[Exercice proposé A] D'après le document source ci-dessous, en quelle année et en quel lieu le synode qui menace les rebelles d'excommunication se réunit-il ?

[Document source]

• • • • • • •

Cette conception impériale du pouvoir, renforcée par les pratiques du pouvoir royal en Germanie, entraîne des tensions avec la Papauté. Le conflit est ouvert lorsque, au XIe siècle, le puissant mouvement de rénovation intérieure qui agite l'Église depuis le Xe siècle, parti des monastères, atteint la Papauté. Celle-ci ambitionne d'affranchir l'Église des tutelles temporelles pour affirmer la dimension universaliste de son autorité, au-delà et au-dessus de celle des rois. La situation est aggravée par la situation des États de l'Église, à la fois dans et hors de l'Empire, à l'image de Rome, capitale de la Chrétienté tout autant que celle des Empereurs, qui ne cessent de s'affirmer comme « rois des Romains ». Pour la Papauté, la lutte contre le pouvoir impérial devient alors une question vitale pour son indépendance et la suprématie qu'elle entend affirmer sur les royaumes de la Chrétienté latine. Le conflit a aussi des répercussions très directes sur l'organisation et la nature du pouvoir royal. A l'échelle du diocèse, cette indistinction de la nature du pouvoir royal et celle du pouvoir impérial aboutit à une confusion entre la mission religieuse et la mission politique de l'évêque, à la fois agent du pouvoir royal (regnum) et de l'Église universelle (sacerdotum). Avec l'affermissement de l'Église et le développement du puissant mouvement de réforme et d'aspiration à se dégager des contraintes politiques, les évêques se retrouvent écartelés entre leur allégeance au roi et celle due à la Papauté.

  1. Concile d'Hohenaltheim

    Dès son accession au pouvoir en 911, Conrad I se retrouve en butte à l'hostilité des Grands, qui entendent bien lui faire comprendre qu'il ne peut prétendre gouverner au-dessus d'eux. Face à cette révolte généralisée, Conrad bénéficie du soutien sans faille de l'Eglise. Un synode réuni à la hâte en 916 à Hohenaltheim (Bavière) menace les rebelles des sanctions ecclésiastiques (excommunication) en vertu de l'obéissance due à l'autorité royale, mise ainsi sur le même plan que la soumission au pouvoir divin.

  2. Système informel mais efficace

    Ce mode de fonctionnement a pu être qualifié de Reichskirchensystem, sous-entendant une institutionnalisation de ce qui ne ressort cependant que d'un ensemble de pratiques suffisamment établies pour se montrer solide et efficace, y compris au moment des crises dynastiques, comme en 983, à la mort prématurée d'Otton II. Son fils Otton III, âgé de 3 ans et violemment contestée par les Grands, bénéficie du soutien sans faille de l'Eglise.

• • • • • • •

[Exercice proposé B] Donnez uniquement le nombre de lignes des entrées ci-dessous qui contiennent le mot « silver ».

Entrées de la collection:
• • • • • • •

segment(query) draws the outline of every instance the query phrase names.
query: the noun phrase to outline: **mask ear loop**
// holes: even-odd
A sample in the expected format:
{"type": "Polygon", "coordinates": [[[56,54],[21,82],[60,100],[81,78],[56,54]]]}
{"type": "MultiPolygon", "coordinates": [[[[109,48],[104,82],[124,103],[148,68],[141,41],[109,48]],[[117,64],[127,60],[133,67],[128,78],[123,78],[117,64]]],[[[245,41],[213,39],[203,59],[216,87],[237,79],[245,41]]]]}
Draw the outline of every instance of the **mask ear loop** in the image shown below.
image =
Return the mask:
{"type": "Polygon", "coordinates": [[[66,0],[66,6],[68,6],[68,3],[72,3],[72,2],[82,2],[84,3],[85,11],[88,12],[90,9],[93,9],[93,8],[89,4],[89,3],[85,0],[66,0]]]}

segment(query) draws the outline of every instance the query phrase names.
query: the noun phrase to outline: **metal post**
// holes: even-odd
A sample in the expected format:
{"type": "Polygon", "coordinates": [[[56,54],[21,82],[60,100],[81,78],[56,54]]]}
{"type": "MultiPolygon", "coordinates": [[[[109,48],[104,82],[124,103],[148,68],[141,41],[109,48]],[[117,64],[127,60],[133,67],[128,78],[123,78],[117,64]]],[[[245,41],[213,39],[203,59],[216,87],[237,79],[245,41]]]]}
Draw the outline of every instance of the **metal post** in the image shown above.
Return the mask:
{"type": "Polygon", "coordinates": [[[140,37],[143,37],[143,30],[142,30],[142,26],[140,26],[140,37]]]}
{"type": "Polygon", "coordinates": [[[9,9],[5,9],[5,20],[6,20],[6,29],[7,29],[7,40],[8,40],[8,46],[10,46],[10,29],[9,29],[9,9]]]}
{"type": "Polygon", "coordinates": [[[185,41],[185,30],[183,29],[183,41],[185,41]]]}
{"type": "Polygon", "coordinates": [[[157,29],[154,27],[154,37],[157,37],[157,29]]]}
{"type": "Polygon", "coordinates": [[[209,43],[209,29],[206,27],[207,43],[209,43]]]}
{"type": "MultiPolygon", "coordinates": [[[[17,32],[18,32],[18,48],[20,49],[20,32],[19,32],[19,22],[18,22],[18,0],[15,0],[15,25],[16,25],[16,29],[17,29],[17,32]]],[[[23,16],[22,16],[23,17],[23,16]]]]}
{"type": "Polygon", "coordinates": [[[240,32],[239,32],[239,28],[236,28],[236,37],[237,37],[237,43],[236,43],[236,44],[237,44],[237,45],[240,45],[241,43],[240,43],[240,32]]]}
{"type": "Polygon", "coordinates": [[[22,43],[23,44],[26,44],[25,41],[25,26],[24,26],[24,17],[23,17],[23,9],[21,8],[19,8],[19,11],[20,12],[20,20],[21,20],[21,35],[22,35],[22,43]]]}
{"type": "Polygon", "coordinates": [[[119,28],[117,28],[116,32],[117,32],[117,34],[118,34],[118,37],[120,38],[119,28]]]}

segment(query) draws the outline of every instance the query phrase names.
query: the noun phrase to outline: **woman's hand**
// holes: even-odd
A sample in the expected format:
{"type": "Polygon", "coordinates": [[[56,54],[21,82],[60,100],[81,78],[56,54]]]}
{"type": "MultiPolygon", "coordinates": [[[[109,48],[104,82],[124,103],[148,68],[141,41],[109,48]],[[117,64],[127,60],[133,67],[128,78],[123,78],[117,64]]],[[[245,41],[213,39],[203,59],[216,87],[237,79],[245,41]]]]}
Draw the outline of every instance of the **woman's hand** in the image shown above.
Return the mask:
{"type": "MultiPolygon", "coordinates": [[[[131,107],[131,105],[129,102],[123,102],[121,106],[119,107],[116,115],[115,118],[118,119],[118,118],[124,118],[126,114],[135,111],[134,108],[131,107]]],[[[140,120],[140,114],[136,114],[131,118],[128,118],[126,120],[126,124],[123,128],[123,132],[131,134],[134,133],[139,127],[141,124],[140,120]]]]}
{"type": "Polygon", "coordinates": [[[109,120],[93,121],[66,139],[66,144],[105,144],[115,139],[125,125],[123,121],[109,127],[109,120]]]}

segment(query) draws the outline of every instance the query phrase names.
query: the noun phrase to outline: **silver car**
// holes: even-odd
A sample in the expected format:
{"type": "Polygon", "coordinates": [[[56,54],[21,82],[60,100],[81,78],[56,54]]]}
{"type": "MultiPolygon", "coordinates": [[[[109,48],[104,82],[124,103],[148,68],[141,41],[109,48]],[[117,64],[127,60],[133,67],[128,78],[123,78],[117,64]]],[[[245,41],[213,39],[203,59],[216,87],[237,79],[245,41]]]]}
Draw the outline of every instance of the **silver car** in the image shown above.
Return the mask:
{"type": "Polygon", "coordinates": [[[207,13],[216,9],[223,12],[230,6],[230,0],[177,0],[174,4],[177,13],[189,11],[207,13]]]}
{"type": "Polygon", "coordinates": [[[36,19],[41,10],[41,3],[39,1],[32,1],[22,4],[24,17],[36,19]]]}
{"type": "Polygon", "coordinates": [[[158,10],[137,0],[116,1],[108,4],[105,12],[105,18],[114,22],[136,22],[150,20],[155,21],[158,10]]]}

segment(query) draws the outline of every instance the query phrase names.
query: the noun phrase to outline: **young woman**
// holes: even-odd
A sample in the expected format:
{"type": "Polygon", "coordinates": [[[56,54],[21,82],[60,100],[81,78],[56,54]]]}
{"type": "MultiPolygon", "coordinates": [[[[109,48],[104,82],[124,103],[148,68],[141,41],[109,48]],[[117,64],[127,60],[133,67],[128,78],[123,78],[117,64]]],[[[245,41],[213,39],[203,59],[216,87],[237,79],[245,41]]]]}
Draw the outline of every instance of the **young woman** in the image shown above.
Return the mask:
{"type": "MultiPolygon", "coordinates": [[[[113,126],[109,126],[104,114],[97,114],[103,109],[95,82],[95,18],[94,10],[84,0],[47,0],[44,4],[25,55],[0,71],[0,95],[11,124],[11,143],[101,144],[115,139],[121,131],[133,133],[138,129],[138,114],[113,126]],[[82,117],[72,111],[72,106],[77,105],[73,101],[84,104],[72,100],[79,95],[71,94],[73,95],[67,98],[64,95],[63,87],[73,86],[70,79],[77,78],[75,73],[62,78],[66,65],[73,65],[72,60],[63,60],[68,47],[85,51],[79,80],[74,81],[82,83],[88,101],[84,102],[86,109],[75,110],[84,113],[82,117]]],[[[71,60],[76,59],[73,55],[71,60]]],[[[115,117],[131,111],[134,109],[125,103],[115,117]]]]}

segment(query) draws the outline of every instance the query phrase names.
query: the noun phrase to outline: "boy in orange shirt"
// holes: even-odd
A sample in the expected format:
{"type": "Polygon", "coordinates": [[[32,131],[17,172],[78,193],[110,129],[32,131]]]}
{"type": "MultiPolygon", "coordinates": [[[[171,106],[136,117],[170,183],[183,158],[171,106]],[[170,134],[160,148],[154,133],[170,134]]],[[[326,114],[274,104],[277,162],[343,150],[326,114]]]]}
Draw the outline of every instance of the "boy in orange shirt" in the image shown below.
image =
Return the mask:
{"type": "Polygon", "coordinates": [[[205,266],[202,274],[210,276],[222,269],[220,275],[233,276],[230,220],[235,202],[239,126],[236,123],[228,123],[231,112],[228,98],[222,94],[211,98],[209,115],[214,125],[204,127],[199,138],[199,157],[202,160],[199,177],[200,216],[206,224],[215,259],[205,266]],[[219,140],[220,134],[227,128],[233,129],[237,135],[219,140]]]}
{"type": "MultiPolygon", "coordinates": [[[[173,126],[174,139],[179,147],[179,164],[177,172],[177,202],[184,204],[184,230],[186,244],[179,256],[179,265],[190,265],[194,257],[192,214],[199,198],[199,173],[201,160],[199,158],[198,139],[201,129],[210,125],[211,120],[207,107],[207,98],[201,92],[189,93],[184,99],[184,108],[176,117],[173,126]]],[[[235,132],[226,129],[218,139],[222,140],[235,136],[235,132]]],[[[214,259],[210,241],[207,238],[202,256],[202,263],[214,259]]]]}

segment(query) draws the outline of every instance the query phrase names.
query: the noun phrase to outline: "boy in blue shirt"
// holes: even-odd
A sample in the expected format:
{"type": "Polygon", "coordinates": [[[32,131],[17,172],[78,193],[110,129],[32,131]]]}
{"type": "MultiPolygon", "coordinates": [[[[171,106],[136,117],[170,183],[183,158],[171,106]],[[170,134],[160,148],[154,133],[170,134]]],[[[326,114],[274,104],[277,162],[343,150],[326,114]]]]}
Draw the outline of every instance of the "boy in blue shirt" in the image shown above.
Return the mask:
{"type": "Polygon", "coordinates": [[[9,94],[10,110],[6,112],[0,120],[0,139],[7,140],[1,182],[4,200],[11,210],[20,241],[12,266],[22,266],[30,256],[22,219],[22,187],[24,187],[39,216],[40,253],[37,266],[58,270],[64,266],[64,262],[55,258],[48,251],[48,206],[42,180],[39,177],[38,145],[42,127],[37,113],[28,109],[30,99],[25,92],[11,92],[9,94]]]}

• • • • • • •

[Sortie complète A] En 916, à Hohenaltheim (Bavière).

[Sortie complète B] 2